» **GOAL**
Write the continuation of the commentary on the allegations against Professor Abanikanda, starting after its last sentence.

» **PASSAGE SHOWN**
━━━━━━━━━━

These were not isolated lapses. Multiple investigative reports, including the Foundation for Investigative Journalism (FIJ)’s damning exposé titled “Prof Abanikanda’s Reign of Terror,” documented a pattern that stretched back years - long before his appointment as Dean in 2020. Students described an atmosphere of fear, where academic outcomes could be weaponised against those who displeased him. Female students allegedly faced inappropriate advances. Farm practical sessions reportedly turned punitive rather than educational. The accounts painted a picture of a man who wielded authority like a personal weapon, deriving apparent satisfaction from the suffering and intimidation of those under his charge.
This was a classic case of power corrupting absolutely. Cloaked in academic robes, Abanikanda behaved like a despot ruling a personal fiefdom. He allegedly blended crude intimidation with spiritual posturing, references to Sango and curses that left students terrified. His sense of impunity was so entrenched that he reportedly boasted that even the Vice-Chancellor could not touch him. When the system finally moved, it did so through due process, including an appeal that was unanimously rejected by the University Council for lack of merit.

━━━━━━━━━━

» **RECORDED INFORMATION**

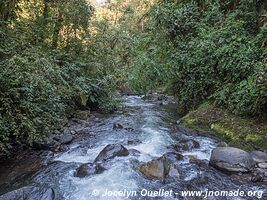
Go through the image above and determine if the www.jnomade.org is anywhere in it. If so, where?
[92,189,263,199]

━━━━━━━━━━

» **OUTPUT FOR THIS EXERCISE**
Yet, rather than accept responsibility, Abanikanda has embarked on a sustained public campaign. From coded Facebook posts questioning the Vice-Chancellorship appointment process to direct attacks on the Registrar and veiled insinuations against Distinguished Professor Ibiyemi Olatunji-Bello, he has positioned himself as some sort of whistleblower. The irony is suffocating. A man dismissed for gross misconduct now presumes to lecture the university on governance, fairness, and leadership standards.
This is not principled criticism. It is personal vendetta dressed up as public interest. The principle of equity is clear and ancient: those who come before it must come with clean hands. Professor Abanikanda’s hands are anything but clean. He forfeited any legitimate right to comment on LASU’s internal affairs the moment the weight of evidence established his own abuse of the authority entrusted to him. His unsolicited interventions carry no moral weight because they fail the most basic test of legitimacy, personal integrity.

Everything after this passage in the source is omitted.